**BRIEF 1**.
In the online comments about terrorists blackmailing Tokyo:
(a) Who is quoted as saying "You might not be interested in war, but war is interested in you"?
(b) Which two corrected spellings does the commenter with the sticking keyboard give?
(c) What accusation against the US does one commenter say napalm or carpet-bombing would invite from the commentariat?
**BRIEF 2**. Can you write the next part of the online comments about terrorists blackmailing Tokyo, picking up after the last line shown?

*** Opening PASSAGE PROVIDED ***

Gosh! Muslims not keeping their word! Caveat emptor
It is in vain, sir, to extenuate the matter. Gentlemen may cry, Peace, Peace--but there is no peace. The war is actually begun!
Cry Havoc! and let loose the dogs of war.
Islamo-fascists demand appeasement, as their "sacred right", out of every corner of the Earth.
Tokyo's being blackmailed to comply and it could well concede to the terrorists' demands, fancying that it may thus avoid further trouble.
Pathetic folly!
As Trotsky said: "You might not be interested in war, but war is interested in you".
These people in iraq know little of the asian thought process. Do they not know that to sacrife a few lives is nothing for them, that the japanese did not surrednder after losing 100,000 plus on a single day, that to make the modern China state that Mao was ok with the murder of over 20 million of his own people. this threat in true essence is not going to change their mindset. it would be most unwise of the islamist to start a war with the east as well as the west, for they are more ruthless and much more thorough in eliminating their enimies than modern western societies.it is a gamble that i wouldnt take but who is to say these illiterate people know of any culture than their own.
Some may disagree, but I feel that the time has come to stop playing nice, and start dusting the region.
We've been far too kind, for far too long.
I say if they burn the hostages alive we bring in napalm and take out all of Fallujah. These terrorists are desperste because they know they hav already lost.
Sorry for the typos. Sticking keyboard. Should be "desperate" and "have".
Napalm? Carpet-bombing? - So-o-o 20th Century! That approach would merely let the commentariat accuse the US of a "brutal 'neo-Dresden'"!
No. This is the window for the true "shock-&-awe" (not the ante-climax of a year ago), to demonstrate, unambiguously, that the gloves are off, no more "Mr Niceguy".

*** Closing PASSAGE PROVIDED ***
*** Opening EXERCISE DATA ***

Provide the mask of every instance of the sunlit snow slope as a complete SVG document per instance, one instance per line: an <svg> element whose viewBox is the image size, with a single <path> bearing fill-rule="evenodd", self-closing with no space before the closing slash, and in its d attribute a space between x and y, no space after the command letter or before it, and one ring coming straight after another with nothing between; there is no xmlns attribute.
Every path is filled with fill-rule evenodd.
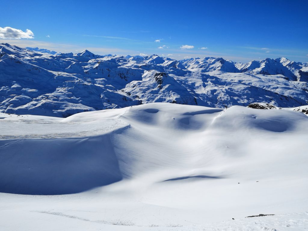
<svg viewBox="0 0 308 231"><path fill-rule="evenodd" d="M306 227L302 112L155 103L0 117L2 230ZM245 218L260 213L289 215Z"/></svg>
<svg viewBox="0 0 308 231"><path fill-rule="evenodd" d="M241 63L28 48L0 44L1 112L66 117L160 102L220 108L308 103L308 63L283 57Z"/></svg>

*** Closing EXERCISE DATA ***
*** Opening EXERCISE DATA ***

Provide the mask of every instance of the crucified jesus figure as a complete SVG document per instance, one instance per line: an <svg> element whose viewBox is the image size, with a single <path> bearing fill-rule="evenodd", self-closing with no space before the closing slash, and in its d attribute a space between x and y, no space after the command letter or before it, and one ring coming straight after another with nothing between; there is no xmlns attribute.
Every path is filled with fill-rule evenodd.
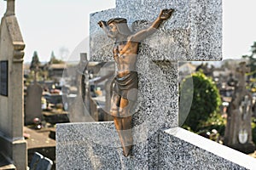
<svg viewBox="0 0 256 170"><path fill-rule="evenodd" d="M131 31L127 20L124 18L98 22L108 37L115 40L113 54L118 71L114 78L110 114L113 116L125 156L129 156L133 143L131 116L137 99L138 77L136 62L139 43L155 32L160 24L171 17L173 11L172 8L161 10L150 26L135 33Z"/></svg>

*** Closing EXERCISE DATA ***

**OUTPUT 1**.
(a) Trotsky
(b) "desperate" and "have"
(c) A "brutal 'neo-Dresden'"

**OUTPUT 2**.
The Arabs' record of honouring cease-fires is extremely poor (to say the least) - these in Iraq can't be expected to endure for long. Once they inevitably break down in madness and mayhem, then the Coalition will be confronting the identical, grim task that it faced a week back, pacifying Iraq (and beyond) properly.
The difference'll be that now the terrorists and their accomplices will be greatly emboldened, conceiving that - via the craven international reaction to their insurrections - they've managed to politically and "morally" constrain Allied military options, tying one arm behind America's back (like they've already done with the Israelis).
When the Marines have to go back into Faluja and other centres, they'll find that they've been rigged like the Palestinians "fixed" Jenin: booby-traps, pitfalls, blind alleys, mines, decoys, enfilades of fire, trip-wires, sniper-posts, etc, with terrorists - based in schools, hospitals and mosques - standardly using civilians as human shields.
The message must go out that Washington totally refuses to play this sucker's game.
That's right: it's time for the cleansing, white-heat of thermonukes (with the first likely falling on Faluja) - to set a prime example to the other Islamo-fascists and their sympathizers everywhere....
In this war, there's simply no substitute for our victory.
Well, I don't want to crow, but a minute ago I heard BBC reports of a large number of Arab newspapers, all uniformly boasting that the "heroes" of Faluja have driven the Americans back to the lines from which they opened their attack on the town - described as a "a great victory" for the "brave Iraqi fighters".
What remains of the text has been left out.